Region outline entries
((

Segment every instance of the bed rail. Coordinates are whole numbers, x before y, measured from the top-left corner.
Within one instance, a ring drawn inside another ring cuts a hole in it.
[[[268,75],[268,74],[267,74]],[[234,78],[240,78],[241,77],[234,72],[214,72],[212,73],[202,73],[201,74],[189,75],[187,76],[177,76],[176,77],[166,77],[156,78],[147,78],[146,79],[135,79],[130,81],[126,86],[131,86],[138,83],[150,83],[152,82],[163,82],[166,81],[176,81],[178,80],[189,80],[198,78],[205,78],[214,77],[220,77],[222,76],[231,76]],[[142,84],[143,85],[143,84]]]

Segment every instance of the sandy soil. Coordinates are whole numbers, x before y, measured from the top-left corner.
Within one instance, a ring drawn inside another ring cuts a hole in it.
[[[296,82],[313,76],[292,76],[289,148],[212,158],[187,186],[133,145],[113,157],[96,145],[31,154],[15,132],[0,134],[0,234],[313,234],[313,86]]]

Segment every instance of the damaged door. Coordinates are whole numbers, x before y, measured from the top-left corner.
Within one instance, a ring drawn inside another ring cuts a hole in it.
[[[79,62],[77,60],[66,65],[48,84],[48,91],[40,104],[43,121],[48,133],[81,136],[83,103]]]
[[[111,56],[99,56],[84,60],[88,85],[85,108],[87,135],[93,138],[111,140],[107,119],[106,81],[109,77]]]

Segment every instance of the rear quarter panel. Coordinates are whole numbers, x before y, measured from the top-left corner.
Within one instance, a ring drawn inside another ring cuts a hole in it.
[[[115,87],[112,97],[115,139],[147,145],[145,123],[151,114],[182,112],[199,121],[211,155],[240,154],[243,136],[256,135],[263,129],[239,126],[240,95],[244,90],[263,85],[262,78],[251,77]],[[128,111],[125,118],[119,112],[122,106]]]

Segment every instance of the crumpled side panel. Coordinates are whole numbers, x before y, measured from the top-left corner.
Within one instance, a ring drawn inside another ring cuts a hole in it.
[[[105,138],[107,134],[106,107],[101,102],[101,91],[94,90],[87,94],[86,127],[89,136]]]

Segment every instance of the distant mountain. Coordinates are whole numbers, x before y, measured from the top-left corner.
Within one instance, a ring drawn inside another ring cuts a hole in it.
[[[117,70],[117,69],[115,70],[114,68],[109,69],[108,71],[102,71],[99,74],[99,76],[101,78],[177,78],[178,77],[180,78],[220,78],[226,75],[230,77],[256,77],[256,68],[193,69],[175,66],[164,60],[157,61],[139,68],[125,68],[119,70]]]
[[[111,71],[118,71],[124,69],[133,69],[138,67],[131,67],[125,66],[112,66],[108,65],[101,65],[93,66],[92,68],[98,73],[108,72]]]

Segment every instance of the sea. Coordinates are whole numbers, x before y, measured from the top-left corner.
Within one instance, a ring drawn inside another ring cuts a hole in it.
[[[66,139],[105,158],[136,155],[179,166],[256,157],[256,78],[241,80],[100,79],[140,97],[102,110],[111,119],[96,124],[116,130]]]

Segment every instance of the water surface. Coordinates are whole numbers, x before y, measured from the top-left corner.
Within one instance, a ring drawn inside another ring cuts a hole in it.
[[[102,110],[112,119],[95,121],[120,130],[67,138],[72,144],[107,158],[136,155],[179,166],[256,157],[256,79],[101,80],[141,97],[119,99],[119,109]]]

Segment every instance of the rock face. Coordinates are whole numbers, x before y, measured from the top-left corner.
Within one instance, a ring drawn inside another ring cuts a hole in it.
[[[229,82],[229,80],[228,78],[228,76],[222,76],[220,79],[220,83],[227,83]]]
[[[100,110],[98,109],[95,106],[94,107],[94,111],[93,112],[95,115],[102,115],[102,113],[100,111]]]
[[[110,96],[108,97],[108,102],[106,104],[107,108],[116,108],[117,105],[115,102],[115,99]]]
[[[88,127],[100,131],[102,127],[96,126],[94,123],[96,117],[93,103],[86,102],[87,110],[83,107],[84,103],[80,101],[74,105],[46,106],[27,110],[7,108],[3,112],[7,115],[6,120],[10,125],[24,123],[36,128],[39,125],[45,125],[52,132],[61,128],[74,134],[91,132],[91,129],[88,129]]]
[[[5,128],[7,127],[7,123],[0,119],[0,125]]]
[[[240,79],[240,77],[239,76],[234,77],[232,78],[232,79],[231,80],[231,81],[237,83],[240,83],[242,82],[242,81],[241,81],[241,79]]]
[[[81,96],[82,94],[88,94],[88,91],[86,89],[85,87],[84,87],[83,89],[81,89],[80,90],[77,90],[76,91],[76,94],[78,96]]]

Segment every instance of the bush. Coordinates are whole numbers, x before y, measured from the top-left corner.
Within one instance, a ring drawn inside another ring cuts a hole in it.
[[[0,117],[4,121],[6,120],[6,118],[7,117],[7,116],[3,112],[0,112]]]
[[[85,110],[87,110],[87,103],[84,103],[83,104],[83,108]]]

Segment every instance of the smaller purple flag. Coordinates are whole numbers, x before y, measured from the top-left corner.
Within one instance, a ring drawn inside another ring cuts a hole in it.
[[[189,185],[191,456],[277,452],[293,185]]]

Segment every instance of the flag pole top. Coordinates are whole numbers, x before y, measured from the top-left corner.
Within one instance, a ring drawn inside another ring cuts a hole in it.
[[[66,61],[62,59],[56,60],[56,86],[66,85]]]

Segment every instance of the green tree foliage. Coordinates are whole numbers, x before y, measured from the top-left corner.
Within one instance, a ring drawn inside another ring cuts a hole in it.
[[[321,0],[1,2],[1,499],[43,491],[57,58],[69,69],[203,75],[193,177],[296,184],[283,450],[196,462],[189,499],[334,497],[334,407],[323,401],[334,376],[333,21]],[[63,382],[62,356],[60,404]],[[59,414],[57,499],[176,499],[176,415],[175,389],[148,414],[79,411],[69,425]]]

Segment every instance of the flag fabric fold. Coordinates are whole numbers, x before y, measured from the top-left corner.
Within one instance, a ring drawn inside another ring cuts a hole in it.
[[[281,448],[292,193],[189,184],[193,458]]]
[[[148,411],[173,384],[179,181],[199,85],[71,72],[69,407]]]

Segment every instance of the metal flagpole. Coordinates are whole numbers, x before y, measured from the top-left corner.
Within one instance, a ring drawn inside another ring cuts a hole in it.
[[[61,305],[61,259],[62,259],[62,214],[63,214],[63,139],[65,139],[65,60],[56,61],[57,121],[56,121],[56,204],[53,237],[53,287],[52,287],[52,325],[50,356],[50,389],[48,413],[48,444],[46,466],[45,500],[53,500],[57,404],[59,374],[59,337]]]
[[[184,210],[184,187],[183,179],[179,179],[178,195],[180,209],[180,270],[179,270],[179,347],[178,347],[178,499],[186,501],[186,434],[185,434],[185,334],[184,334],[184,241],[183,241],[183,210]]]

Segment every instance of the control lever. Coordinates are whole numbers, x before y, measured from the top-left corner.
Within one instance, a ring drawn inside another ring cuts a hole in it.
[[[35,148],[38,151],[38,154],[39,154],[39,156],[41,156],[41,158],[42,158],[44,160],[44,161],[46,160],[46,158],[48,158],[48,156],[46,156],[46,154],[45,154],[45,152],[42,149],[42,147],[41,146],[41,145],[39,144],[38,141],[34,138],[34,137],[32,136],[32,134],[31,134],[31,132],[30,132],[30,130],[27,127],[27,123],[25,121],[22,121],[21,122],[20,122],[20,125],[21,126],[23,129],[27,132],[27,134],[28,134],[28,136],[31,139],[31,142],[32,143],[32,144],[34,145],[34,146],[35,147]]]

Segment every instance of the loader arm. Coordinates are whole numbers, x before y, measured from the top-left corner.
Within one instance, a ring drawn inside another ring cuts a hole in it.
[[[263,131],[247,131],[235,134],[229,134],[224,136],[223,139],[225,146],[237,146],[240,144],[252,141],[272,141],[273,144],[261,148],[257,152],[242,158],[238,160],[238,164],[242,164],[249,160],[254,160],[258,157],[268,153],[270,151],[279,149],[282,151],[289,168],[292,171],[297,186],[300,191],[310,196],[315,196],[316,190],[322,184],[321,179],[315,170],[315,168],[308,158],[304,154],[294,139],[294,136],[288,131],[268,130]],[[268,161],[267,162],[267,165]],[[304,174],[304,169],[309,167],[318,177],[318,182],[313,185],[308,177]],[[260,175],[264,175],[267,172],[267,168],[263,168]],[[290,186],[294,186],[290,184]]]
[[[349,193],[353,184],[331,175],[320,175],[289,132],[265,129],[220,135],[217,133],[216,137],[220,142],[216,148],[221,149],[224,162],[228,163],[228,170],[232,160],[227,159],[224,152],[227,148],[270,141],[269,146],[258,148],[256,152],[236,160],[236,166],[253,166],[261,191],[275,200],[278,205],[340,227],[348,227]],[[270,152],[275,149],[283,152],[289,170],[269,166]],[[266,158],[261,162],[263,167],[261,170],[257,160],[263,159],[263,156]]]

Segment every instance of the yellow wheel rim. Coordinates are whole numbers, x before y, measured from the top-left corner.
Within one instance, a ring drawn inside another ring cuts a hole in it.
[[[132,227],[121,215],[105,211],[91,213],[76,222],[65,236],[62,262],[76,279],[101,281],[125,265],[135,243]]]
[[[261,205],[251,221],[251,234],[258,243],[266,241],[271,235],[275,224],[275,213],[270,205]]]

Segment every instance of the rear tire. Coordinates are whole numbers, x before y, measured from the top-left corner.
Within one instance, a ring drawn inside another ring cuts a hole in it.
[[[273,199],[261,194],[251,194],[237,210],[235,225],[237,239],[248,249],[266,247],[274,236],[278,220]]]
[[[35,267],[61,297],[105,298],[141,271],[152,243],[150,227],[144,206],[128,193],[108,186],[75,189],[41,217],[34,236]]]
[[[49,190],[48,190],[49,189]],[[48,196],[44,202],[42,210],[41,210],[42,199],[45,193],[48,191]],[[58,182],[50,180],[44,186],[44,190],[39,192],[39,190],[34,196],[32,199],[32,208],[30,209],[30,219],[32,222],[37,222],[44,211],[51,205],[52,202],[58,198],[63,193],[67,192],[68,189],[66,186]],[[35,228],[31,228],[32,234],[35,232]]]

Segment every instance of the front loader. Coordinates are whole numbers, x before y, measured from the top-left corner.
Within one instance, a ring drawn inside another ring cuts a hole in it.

))

_Stated goal:_
Can you render the lines of the entries as a JSON list of strings, one string per line with blank lines left out, beginning at the line that has "Segment every instance of the flag pole" and stopping after the line that has "[[[66,61],[62,59],[56,60],[56,86],[66,85]]]"?

_Result of this exercise:_
[
  "Segment every instance of the flag pole top. Coordinates are whole numbers, x before y, measured from the top-left corner.",
  "Within one instance, a ring drawn inside another ring cuts a hole in it.",
  "[[[66,61],[62,59],[56,60],[56,86],[66,85]]]"
]